━━ Data ━━
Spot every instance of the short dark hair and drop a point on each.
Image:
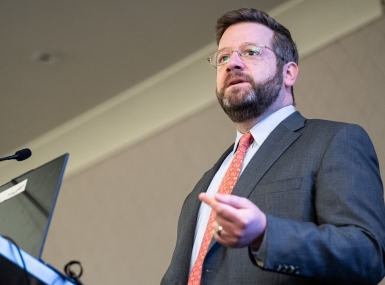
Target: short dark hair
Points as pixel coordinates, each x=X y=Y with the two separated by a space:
x=282 y=43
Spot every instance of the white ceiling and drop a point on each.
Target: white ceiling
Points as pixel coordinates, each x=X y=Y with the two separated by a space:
x=125 y=70
x=101 y=48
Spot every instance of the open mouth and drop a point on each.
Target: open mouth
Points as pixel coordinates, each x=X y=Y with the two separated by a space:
x=235 y=81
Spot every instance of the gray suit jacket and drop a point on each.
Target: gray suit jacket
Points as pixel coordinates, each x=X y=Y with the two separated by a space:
x=319 y=184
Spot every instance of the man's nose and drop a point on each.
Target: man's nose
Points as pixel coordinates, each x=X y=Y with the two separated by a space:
x=235 y=62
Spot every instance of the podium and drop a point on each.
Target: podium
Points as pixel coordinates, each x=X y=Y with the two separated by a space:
x=12 y=269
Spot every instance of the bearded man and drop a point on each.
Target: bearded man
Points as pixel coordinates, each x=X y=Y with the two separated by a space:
x=293 y=201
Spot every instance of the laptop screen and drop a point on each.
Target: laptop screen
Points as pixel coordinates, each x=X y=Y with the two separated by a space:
x=25 y=215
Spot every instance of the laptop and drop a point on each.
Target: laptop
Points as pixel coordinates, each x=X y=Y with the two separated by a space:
x=25 y=215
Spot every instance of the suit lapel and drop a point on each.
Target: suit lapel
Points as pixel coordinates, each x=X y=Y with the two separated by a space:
x=273 y=147
x=192 y=204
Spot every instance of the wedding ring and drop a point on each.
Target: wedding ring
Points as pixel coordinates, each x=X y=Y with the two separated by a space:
x=219 y=229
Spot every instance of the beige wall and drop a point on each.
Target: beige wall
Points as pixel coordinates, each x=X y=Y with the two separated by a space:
x=119 y=217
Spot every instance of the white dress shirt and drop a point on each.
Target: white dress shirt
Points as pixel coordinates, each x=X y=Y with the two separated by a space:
x=260 y=132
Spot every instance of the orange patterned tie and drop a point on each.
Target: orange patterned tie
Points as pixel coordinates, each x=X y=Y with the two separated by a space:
x=226 y=187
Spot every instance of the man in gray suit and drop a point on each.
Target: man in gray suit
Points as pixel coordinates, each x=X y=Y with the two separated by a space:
x=308 y=206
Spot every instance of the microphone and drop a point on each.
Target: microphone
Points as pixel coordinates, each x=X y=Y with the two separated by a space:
x=19 y=155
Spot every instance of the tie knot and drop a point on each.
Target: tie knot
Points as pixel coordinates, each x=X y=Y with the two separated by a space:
x=245 y=141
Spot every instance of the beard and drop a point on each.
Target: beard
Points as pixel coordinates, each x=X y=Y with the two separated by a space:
x=244 y=104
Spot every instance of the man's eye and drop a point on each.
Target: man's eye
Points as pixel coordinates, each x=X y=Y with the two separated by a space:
x=223 y=58
x=251 y=53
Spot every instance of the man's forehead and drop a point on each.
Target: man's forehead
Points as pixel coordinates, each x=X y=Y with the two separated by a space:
x=246 y=32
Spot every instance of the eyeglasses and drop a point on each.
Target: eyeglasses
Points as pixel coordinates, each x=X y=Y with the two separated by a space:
x=247 y=52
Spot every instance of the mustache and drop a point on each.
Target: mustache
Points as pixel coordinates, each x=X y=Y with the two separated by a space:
x=236 y=74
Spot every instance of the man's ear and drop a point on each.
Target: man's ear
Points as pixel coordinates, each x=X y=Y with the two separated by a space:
x=290 y=72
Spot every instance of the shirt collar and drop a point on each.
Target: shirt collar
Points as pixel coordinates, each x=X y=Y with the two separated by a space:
x=263 y=128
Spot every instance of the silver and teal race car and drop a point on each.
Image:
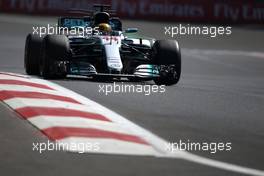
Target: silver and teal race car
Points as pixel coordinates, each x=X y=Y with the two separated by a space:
x=96 y=46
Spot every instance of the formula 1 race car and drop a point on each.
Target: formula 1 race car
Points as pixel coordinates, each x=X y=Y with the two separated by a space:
x=96 y=46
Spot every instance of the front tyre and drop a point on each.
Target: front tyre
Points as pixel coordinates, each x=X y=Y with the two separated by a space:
x=166 y=54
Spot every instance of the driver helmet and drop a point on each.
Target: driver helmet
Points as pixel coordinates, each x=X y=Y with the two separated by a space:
x=104 y=27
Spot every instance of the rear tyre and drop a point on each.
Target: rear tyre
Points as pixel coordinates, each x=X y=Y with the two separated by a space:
x=55 y=51
x=32 y=54
x=166 y=53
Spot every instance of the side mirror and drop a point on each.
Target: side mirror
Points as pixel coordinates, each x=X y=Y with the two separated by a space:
x=131 y=30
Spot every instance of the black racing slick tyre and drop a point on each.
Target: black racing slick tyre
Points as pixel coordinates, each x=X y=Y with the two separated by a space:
x=55 y=51
x=32 y=54
x=167 y=54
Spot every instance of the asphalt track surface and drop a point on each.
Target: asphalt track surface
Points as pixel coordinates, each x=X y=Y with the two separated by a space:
x=220 y=98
━━━
● **What you will do**:
Output every line of the listing above as a JSON array of strings, one string per line, omitting blank lines and leaving out the pictures.

● **Answer below**:
[
  "Spot every instance of the short dark hair and drop a point on each.",
  "Image:",
  "Target: short dark hair",
  "Points as pixel coordinates, each x=X y=Y with the two separated by a space:",
  "x=282 y=43",
  "Spot every instance of the white ceiling and drop a point on each.",
  "Target: white ceiling",
  "Points as pixel coordinates, each x=X y=Y with the two separated by a space:",
  "x=125 y=70",
  "x=101 y=48",
  "Spot every instance of the open mouth and drop a point on each.",
  "Target: open mouth",
  "Points as pixel coordinates, each x=X y=Y with the two separated by a space:",
  "x=235 y=81",
  "Spot every instance of the gray suit jacket and drop a point on each.",
  "Target: gray suit jacket",
  "Points as pixel coordinates, each x=X y=Y with the two separated by a space:",
  "x=319 y=184",
  "Spot every instance of the man's nose and drop a point on each.",
  "Target: man's nose",
  "Points as pixel coordinates, each x=X y=Y with the two separated by a space:",
  "x=235 y=62",
  "Spot every instance of the podium and drop a point on each.",
  "Target: podium",
  "Points as pixel coordinates, each x=X y=Y with the two separated by a space:",
  "x=12 y=269",
  "Spot every instance of the bearded man and drop a point on each.",
  "Target: bearded man",
  "Points as pixel coordinates, each x=X y=Y with the two separated by a space:",
  "x=293 y=201",
  "Spot every instance of the laptop screen and drop a point on each.",
  "Target: laptop screen",
  "Points as pixel coordinates, each x=X y=Y with the two separated by a space:",
  "x=25 y=215",
  "Spot every instance of the laptop and drop a point on each.",
  "Target: laptop",
  "Points as pixel coordinates, each x=X y=Y with the two separated by a space:",
  "x=25 y=215",
  "Spot every instance of the suit lapel and drop a point on each.",
  "Target: suit lapel",
  "Points as pixel coordinates, each x=X y=Y with the two separated by a space:",
  "x=273 y=147",
  "x=192 y=204",
  "Spot every instance of the wedding ring and drop a point on each.",
  "Target: wedding ring",
  "Points as pixel coordinates, each x=X y=Y with the two separated by a space:",
  "x=219 y=229",
  "Spot every instance of the beige wall and drop a point on each.",
  "Target: beige wall",
  "Points as pixel coordinates, each x=X y=Y with the two separated by a space:",
  "x=119 y=217",
  "Spot every instance of the white dress shirt and drop a point on each.",
  "Target: white dress shirt",
  "Points as pixel coordinates, each x=X y=Y with the two separated by a space:",
  "x=260 y=132",
  "Spot every instance of the orange patterned tie and drop a point on each.",
  "Target: orange patterned tie",
  "Points as pixel coordinates, each x=X y=Y with the two separated by a space:",
  "x=226 y=187",
  "Spot every instance of the man in gray suit and drop a point on each.",
  "Target: man in gray suit",
  "Points as pixel coordinates, each x=X y=Y with the two separated by a space:",
  "x=308 y=206",
  "Spot every instance of the microphone and drop a point on each.",
  "Target: microphone",
  "Points as pixel coordinates, each x=X y=Y with the two separated by a space:",
  "x=19 y=155",
  "Spot every instance of the tie knot and drop a point on each.",
  "Target: tie knot",
  "Points as pixel coordinates, each x=X y=Y with the two separated by a space:",
  "x=245 y=141",
  "Spot every instance of the beard and drop a point on each.",
  "Target: beard",
  "Points as pixel coordinates, each x=X y=Y with the two separated by a space:",
  "x=244 y=104",
  "Spot every instance of the man's eye and drop a point on each.",
  "Target: man's eye",
  "Points as pixel coordinates, each x=X y=Y with the two separated by a space:",
  "x=223 y=58",
  "x=251 y=53",
  "Spot every instance of the man's forehead and drop a point on each.",
  "Target: man's forehead",
  "Points as pixel coordinates, each x=X y=Y with the two separated by a space:",
  "x=246 y=32",
  "Spot every instance of the eyeglasses and drop a point on each.",
  "Target: eyeglasses",
  "Points as pixel coordinates, each x=X y=Y with the two separated by a space:",
  "x=247 y=52",
  "Spot every instance of the mustache and drop a point on each.",
  "Target: mustache",
  "Points as pixel coordinates, each x=X y=Y with the two separated by a space:",
  "x=236 y=74",
  "Spot every instance of the man's ear and drop a point on each.",
  "Target: man's ear",
  "Points as pixel coordinates, each x=X y=Y with the two separated by a space:",
  "x=290 y=72",
  "Spot every instance of the shirt collar and drop a point on each.",
  "Target: shirt collar",
  "Points as pixel coordinates, each x=X y=Y with the two separated by a space:",
  "x=263 y=128",
  "Spot every instance of the silver and teal race car and drop a point on each.",
  "Image:",
  "Target: silver and teal race car",
  "Points as pixel coordinates, each x=X y=Y with the two separated by a space:",
  "x=96 y=46",
  "Spot every instance of the formula 1 race car and drop a point on each.",
  "Target: formula 1 race car",
  "Points as pixel coordinates, each x=X y=Y with the two separated by a space:",
  "x=96 y=46",
  "Spot every instance of the front tyre and drop a point on each.",
  "Target: front tyre",
  "Points as pixel coordinates, each x=X y=Y with the two separated by a space:",
  "x=166 y=54",
  "Spot every instance of the driver helmet and drop a point on each.",
  "Target: driver helmet",
  "Points as pixel coordinates, each x=X y=Y with the two separated by a space:",
  "x=104 y=27",
  "Spot every instance of the rear tyre and drop a point on each.",
  "Target: rear tyre",
  "Points as pixel coordinates, each x=X y=Y with the two separated by a space:",
  "x=55 y=51",
  "x=32 y=54",
  "x=166 y=53",
  "Spot every instance of the side mirror and drop a point on each.",
  "Target: side mirror",
  "Points as pixel coordinates, each x=X y=Y with the two separated by a space:",
  "x=131 y=30",
  "Spot every instance of the black racing slick tyre and drop a point on each.",
  "Target: black racing slick tyre",
  "Points as pixel coordinates, each x=X y=Y with the two separated by a space:",
  "x=55 y=51",
  "x=32 y=54",
  "x=167 y=54",
  "Spot every instance of the asphalt track surface and drop a point on each.",
  "Target: asphalt track surface",
  "Points as pixel coordinates, each x=X y=Y with the two separated by a space:",
  "x=220 y=98"
]